### Exercise instructions:
Look below for the line with "the woman with", and from there restate every line word for word until the entries end.

Records

— START —

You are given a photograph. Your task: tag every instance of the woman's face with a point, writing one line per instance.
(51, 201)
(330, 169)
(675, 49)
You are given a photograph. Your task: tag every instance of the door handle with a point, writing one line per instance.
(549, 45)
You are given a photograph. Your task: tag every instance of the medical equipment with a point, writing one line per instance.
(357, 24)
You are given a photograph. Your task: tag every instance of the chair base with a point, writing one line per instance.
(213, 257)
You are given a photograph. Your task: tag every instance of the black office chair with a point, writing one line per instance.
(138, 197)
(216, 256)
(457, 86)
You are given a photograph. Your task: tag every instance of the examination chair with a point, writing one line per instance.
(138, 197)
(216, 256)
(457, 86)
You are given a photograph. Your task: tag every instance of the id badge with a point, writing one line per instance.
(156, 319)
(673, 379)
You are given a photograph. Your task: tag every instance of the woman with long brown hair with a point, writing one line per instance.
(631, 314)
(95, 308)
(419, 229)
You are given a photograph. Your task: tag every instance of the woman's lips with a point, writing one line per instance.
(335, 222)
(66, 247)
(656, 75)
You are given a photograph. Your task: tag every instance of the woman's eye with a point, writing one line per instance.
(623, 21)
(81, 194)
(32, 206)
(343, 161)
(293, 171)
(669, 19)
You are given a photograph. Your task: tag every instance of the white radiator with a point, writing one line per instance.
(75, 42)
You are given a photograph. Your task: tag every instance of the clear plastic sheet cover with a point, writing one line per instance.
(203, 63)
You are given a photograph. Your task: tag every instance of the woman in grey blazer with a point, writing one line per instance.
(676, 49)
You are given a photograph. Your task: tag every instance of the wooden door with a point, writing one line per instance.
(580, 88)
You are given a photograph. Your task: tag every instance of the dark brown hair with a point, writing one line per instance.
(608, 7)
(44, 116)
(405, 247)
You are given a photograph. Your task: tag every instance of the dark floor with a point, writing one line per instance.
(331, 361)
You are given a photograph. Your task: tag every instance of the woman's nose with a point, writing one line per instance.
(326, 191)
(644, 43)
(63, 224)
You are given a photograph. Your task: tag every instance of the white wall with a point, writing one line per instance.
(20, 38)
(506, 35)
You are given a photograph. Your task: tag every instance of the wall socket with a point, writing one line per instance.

— END —

### Answer to this task:
You are given a photograph. Your task: tag every instance of the woman with long brown hair with a point, writing one line per instance.
(631, 314)
(95, 308)
(419, 229)
You are given a photograph. Your task: tag every instance of the woman's lips with a point, writing one line per instance.
(335, 222)
(66, 247)
(656, 75)
You are given a photograph. Your task: tag every instance of the woman's eye with a point, writing one line per instance.
(623, 21)
(81, 194)
(32, 206)
(343, 161)
(293, 171)
(669, 19)
You are given a photograph. Your task: tag every instance of the white radiator with a point, writing one line per instance.
(75, 42)
You are given a photograph. Your task: tag every instance of the clear plastic sheet cover with a point, writing one line per instance.
(203, 63)
You are given a photograph. Your task: tag every instance of the woman in grey blazer with a point, writing one line per instance.
(676, 49)
You are given a photograph. Your task: tag every instance of the wooden door with a point, writing one line per instance.
(580, 88)
You are given a photograph. Your task: tag every instance of the dark brown hair with a point, writing one line per instance.
(608, 7)
(44, 116)
(405, 247)
You are given a photograph. Your task: tag every instance of the dark floor with a point, writing one line per instance.
(331, 361)
You are given a photograph. Your task: tag every instance of the woman's nose with a point, writing one line per instance.
(326, 191)
(644, 43)
(63, 224)
You are given a photograph. Your task: tag every instance of the white wall with a point, writing one line per instance.
(20, 38)
(506, 35)
You are given a photograph. Your task: tag every instance of the wall socket with a point, writing one line per instance.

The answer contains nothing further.